BACAAN
☆ ☆ ☆ ☆

Akta Kelahiran Adalah Hak Setiap Anak Indonesia, Batalkan UU yang Persulit Pembuatan Akta Kelahiran!

00-akta-lahir11

Kalau tanah dan rumah dicatat oleh negara, apakah alasan tak mencatatkan anak sebagai manusia. UU No 23 Tahun 2006 tentang Administrasi Kependudukan dinilai gagal mengoptimalkan pencatatan kelahiran. Buktinya?

Lebih dari 50 juta atau lebih dari setengah jumlah anak di Indonesia saat ini tidak memiliki akte kelahiran.

Padahal akte kelahiran adalah bentuk identitas setiap anak yang menjadi bagian tidak terpisahkan dari hak sipil dan politik warga negara. Hak atas identitas merupakan bentuk pengakuan negara terhadap keberadaan seseorang di depan hukum. Akibat banyaknya anak yang tidak memiliki akte kelahiran, banyak anak kehilangan haknya untuk mendapat pendidikan maupun jaminan sosial lainnya. Dalam penanganan perkara Anak yang berhadapan dengan Hukum  (ABH), anak juga kerap dirugikan dan kehilangan haknya karena penentuan usia di proses peradilan berdasarkan akte kelahiran.

Hak identitas bagi seorang anak dinyatakan tegas dalam pasal 5 UU No. 23 Tahun 2002 tentang Perlindungan Anak. Pasal tersebut menyebutkan bahwa “Setiap anak berhak atas suatu nama sebagai identitas diri dan status kewarganegaraan”. Kemudian hal ini juga ditegaskan pada pasal 27 ayat (1) dan (2) yang menyatakan, ayat (1) “Identitas diri setiap anak harus diberikan sejak kelahirannya”, dan ayat (2) berbunyi “identitas sebagaimana dimaksud ayat (1) dituangkan dalam akte kelahirann”. Sementara itu UUD 1945 Pasal 28 D ayat (1) menyatakan bahwa“setiap orang berhak atas pengakuan, jaminan, perlindungan, dan kepastian hukum yang adil serta perlakuan yang sama di hadapan hukum”. Selain itu UUD 1945 juga memberikan jaminan atas status kewarganegaraan sebagaimana diatur dalam 28 D ayat (4) yang menyatakan, “setiap orang berhak atas status kewarganegaraan”.

Selama ini pembuatan akte kelahiran diatur dalam UU No. 23 tahun 2006 tentang Administrasi Kependudukan. Dalam beberapa pasal dalam UU ini ditegaskan bahwa pencatatan kelahiran diwajibkan kepada warga negara melului sistem stelsel aktif penduduk. Penduduk yang harus pro aktif mencatatkan kelahirannya agar bisa memiliki akte kelahiran. Hal ini tercantum dalam Pasal 3, 4, 27 ayat 1, 29 ayat 1 dan 4, 30 ayat 1 dan 6, 32 ayat 1 dan 2, 90 ayat 1 dan 2 serta penjelasan Umum UU 23 tahun 2006 tentang Administrasi kependudukan (isi pasal terlampir). Pasal-pasal tersebut mengatur keharusan setiap warga negara melaporkan kelahirannya sampai sanksi denda bagi siapa yang melanggar.

☆ ☆ ☆ ☆

ENTRI MENTAH
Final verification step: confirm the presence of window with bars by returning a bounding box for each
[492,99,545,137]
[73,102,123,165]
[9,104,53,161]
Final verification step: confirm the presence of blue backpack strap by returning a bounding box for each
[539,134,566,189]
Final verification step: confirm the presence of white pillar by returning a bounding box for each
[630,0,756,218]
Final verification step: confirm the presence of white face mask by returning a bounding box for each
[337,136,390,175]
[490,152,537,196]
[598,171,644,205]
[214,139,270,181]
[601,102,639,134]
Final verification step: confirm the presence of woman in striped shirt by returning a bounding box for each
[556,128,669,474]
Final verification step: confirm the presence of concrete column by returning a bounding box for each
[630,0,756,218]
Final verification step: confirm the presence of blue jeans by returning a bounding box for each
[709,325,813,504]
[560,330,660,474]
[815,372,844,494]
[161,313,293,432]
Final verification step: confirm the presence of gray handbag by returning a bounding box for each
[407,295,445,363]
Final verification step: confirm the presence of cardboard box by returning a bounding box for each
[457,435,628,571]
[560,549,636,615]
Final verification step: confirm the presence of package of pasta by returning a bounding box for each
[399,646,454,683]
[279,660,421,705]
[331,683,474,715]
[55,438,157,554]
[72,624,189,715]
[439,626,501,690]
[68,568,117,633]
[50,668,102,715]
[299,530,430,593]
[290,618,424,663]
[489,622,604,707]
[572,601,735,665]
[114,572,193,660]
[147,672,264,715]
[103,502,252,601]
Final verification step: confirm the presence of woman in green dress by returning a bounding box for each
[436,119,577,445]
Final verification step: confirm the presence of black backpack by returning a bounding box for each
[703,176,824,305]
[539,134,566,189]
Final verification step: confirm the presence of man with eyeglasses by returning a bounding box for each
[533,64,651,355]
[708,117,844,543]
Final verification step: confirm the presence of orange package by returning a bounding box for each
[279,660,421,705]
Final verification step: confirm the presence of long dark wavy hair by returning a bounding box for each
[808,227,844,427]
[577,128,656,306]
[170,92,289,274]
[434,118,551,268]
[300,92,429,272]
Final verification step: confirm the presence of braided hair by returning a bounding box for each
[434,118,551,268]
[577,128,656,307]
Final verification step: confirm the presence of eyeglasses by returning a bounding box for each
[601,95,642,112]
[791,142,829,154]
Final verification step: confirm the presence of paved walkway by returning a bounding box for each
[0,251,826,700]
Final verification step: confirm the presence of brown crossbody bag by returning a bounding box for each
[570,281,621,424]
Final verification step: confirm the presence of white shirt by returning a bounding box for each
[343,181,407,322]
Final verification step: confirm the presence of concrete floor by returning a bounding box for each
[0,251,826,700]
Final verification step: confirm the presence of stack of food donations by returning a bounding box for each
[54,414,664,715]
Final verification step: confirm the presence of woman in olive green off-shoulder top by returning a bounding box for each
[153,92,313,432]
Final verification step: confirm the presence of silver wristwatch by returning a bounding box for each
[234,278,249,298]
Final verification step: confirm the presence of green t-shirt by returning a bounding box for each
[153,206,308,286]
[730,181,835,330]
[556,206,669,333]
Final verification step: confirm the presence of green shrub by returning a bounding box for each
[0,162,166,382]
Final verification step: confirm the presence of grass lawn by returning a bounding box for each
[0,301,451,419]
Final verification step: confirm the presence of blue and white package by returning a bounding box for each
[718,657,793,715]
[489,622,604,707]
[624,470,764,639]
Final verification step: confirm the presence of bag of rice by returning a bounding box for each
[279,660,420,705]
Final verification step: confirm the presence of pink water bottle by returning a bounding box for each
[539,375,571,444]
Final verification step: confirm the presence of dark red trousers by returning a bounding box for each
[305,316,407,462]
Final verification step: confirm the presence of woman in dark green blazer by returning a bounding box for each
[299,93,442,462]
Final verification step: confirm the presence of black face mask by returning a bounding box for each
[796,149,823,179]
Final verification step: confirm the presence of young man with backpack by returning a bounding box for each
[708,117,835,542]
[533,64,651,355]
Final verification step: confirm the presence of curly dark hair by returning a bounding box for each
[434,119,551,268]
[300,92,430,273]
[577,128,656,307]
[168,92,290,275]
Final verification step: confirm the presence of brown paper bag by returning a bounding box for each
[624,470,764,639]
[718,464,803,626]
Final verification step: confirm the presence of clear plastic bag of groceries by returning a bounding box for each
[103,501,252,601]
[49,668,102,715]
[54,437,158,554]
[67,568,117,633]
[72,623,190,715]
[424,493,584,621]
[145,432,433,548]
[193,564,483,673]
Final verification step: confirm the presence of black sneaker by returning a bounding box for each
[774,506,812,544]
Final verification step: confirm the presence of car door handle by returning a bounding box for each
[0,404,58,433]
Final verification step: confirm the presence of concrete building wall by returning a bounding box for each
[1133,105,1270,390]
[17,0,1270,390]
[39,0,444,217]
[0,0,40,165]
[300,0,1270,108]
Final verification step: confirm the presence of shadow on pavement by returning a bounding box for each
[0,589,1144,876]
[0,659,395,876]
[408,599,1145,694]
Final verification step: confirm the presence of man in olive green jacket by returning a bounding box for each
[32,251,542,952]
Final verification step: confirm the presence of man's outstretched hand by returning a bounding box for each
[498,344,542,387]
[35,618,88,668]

☆ ☆ ☆ ☆

TUGAS
1) Jawablah pertanyaan berikut tentang bacaan mengenai akta kelahiran.
(a) Berapa jumlah anak di Indonesia yang saat ini tidak memiliki akte kelahiran?
(b) Pasal berapa dalam UU No. 23 Tahun 2002 tentang Perlindungan Anak yang menyatakan hak setiap anak atas suatu nama?
(c) Melalui sistem apa pencatatan kelahiran diwajibkan kepada warga negara menurut UU No. 23 tahun 2006?
2) Salin persis bagian entri yang dibuka dengan baris pertama entri dan ditutup dengan baris yang memuat "[103,502,252,601]", termasuk kedua baris tersebut.
Bacaan dan entri di atas adalah bahan yang berdiri sendiri dan tidak berkaitan.

JAWABAN
1)
(a) Lebih dari 50 juta, atau lebih dari setengah jumlah anak di Indonesia.
(b) Pasal 5.
(c) Melalui sistem stelsel aktif penduduk.

2)
Final verification step: confirm the presence of window with bars by returning a bounding box for each
[492,99,545,137]
[73,102,123,165]
[9,104,53,161]
Final verification step: confirm the presence of blue backpack strap by returning a bounding box for each
[539,134,566,189]
Final verification step: confirm the presence of white pillar by returning a bounding box for each
[630,0,756,218]
Final verification step: confirm the presence of white face mask by returning a bounding box for each
[337,136,390,175]
[490,152,537,196]
[598,171,644,205]
[214,139,270,181]
[601,102,639,134]
Final verification step: confirm the presence of woman in striped shirt by returning a bounding box for each
[556,128,669,474]
Final verification step: confirm the presence of concrete column by returning a bounding box for each
[630,0,756,218]
Final verification step: confirm the presence of blue jeans by returning a bounding box for each
[709,325,813,504]
[560,330,660,474]
[815,372,844,494]
[161,313,293,432]
Final verification step: confirm the presence of gray handbag by returning a bounding box for each
[407,295,445,363]
Final verification step: confirm the presence of cardboard box by returning a bounding box for each
[457,435,628,571]
[560,549,636,615]
Final verification step: confirm the presence of package of pasta by returning a bounding box for each
[399,646,454,683]
[279,660,421,705]
[331,683,474,715]
[55,438,157,554]
[72,624,189,715]
[439,626,501,690]
[68,568,117,633]
[50,668,102,715]
[299,530,430,593]
[290,618,424,663]
[489,622,604,707]
[572,601,735,665]
[114,572,193,660]
[147,672,264,715]
[103,502,252,601]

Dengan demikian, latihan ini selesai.